Coordinate labeling data
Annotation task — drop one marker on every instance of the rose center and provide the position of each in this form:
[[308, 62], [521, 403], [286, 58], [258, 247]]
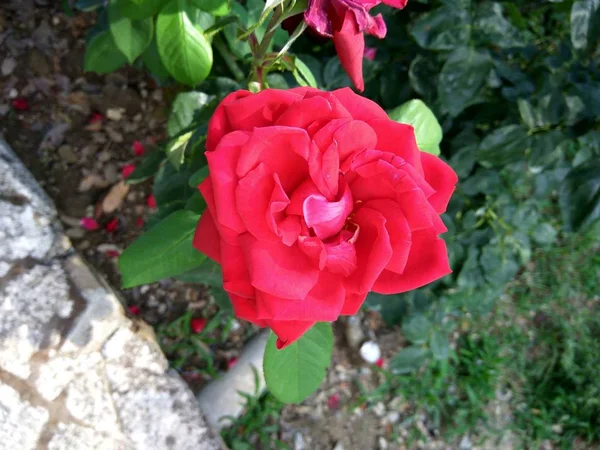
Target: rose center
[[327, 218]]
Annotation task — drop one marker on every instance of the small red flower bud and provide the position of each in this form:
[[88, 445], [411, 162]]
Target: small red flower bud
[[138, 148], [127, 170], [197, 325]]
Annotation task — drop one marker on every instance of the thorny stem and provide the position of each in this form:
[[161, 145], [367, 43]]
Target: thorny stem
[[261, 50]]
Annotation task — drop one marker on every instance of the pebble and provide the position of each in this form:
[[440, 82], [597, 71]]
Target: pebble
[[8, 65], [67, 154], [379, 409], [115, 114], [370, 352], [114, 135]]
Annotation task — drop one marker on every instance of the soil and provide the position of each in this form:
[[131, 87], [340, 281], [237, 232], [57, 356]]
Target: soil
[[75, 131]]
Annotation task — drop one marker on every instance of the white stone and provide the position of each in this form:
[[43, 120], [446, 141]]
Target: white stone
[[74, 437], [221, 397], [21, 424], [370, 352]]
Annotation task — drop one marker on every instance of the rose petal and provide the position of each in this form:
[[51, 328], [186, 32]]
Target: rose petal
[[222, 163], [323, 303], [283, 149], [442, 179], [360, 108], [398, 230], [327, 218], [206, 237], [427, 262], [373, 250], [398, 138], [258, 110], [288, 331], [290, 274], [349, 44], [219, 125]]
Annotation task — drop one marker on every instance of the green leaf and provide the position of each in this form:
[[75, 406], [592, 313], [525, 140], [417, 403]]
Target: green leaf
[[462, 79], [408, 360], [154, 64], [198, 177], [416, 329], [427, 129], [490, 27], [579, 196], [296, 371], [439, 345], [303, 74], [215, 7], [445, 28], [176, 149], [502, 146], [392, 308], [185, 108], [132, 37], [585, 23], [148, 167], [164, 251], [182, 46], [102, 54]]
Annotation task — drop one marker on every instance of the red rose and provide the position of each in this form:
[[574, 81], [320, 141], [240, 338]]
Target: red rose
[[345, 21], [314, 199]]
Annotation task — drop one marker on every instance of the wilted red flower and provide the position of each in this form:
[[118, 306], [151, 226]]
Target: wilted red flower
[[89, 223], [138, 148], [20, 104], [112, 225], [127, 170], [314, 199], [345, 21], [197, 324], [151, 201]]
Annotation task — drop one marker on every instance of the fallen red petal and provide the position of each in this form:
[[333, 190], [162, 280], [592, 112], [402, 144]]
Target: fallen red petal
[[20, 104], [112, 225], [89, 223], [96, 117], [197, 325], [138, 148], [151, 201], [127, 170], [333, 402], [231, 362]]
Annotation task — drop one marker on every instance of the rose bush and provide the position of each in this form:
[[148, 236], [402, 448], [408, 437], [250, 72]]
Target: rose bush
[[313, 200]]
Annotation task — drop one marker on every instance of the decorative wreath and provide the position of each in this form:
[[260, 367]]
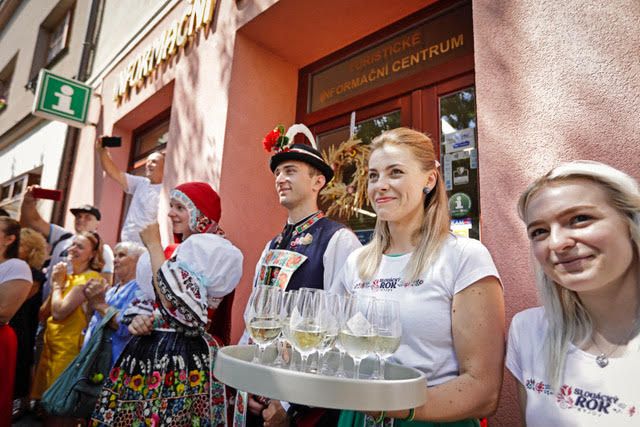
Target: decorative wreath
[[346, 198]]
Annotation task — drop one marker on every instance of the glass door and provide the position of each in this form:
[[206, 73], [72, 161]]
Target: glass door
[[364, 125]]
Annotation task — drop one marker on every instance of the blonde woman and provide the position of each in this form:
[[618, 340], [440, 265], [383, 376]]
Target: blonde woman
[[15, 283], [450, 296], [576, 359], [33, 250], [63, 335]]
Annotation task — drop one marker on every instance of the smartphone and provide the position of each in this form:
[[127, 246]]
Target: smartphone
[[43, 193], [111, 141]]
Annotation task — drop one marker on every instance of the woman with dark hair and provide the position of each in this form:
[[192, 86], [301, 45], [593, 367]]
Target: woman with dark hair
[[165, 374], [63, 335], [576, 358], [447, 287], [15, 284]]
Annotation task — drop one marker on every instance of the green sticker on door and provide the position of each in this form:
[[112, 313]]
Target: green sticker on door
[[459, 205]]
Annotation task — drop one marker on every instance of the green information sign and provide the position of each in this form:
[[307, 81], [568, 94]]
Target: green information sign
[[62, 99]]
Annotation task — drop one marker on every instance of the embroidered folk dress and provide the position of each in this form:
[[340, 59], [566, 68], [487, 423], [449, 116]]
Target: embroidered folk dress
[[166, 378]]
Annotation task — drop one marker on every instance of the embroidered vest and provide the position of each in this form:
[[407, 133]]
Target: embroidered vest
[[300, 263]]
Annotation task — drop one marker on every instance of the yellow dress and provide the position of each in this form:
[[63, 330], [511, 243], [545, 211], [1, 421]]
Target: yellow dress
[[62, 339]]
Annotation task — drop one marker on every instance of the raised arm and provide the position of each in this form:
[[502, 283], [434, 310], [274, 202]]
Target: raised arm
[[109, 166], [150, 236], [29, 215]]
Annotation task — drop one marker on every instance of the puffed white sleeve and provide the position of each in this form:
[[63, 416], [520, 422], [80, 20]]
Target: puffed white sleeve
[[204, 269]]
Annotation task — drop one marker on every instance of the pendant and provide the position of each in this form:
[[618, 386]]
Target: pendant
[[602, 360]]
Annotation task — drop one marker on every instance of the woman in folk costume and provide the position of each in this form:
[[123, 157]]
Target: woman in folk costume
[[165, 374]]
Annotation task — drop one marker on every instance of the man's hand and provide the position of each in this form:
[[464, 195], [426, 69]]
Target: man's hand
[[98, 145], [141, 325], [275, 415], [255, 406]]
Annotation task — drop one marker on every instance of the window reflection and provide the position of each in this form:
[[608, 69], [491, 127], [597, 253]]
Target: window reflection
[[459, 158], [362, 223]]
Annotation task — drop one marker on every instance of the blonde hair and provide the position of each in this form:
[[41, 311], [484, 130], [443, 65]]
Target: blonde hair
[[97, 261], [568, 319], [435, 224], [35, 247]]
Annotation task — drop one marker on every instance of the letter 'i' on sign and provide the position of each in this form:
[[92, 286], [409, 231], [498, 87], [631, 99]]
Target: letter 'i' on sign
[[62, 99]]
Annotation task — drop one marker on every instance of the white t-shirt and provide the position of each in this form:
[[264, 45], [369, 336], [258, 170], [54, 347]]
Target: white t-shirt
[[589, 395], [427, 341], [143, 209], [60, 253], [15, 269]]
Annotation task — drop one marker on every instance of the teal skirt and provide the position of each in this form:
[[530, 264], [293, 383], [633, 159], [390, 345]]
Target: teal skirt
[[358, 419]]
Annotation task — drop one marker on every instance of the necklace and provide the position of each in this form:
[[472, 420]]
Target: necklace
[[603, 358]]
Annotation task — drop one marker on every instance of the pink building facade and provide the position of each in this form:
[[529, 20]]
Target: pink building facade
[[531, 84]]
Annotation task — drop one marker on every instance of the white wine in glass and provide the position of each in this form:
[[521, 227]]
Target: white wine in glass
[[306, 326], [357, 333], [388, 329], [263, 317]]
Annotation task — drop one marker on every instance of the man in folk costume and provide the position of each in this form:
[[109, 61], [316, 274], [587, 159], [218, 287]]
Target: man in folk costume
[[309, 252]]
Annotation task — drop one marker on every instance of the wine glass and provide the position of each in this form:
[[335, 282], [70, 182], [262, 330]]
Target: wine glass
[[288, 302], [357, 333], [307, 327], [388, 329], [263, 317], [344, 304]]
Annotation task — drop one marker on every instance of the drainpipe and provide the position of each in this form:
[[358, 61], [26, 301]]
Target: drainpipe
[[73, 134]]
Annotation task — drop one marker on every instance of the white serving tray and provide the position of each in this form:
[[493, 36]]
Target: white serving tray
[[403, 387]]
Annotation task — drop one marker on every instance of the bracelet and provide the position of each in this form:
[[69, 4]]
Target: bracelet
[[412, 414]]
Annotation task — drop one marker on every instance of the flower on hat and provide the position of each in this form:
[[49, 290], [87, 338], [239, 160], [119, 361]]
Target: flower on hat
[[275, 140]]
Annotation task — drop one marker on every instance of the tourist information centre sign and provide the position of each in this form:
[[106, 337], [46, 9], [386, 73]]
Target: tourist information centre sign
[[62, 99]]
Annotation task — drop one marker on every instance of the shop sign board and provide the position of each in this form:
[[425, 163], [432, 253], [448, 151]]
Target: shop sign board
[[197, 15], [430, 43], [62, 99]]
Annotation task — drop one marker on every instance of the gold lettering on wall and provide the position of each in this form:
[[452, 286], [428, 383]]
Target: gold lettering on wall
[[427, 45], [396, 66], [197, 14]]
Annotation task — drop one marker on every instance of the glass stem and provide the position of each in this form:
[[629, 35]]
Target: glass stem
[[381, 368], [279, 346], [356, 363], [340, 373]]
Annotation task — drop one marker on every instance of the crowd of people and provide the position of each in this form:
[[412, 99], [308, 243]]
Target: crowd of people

◆ REQUIREMENT
Please return, word for word, everything in the records above from the line containing "the embroidered vest" down to the line containing "[[109, 166], [150, 236], [29, 215]]", with both of those lines included.

◆ EXERCISE SOLUTION
Annotation task — drop one marker on every instance of the embroidered vest and provide the position of each in this form:
[[407, 133]]
Target: embroidered vest
[[300, 263]]
Annotation task — drop one marker on every instance of the yellow dress and provide the position of each in this form:
[[63, 330], [511, 243], [545, 211], [1, 421]]
Target: yellow dress
[[62, 339]]
Annotation task — drop one marker on every instance of the raised arm and provide the position of each in this form:
[[502, 283], [434, 310], [274, 202]]
Target: raised arm
[[109, 166], [150, 236], [29, 215]]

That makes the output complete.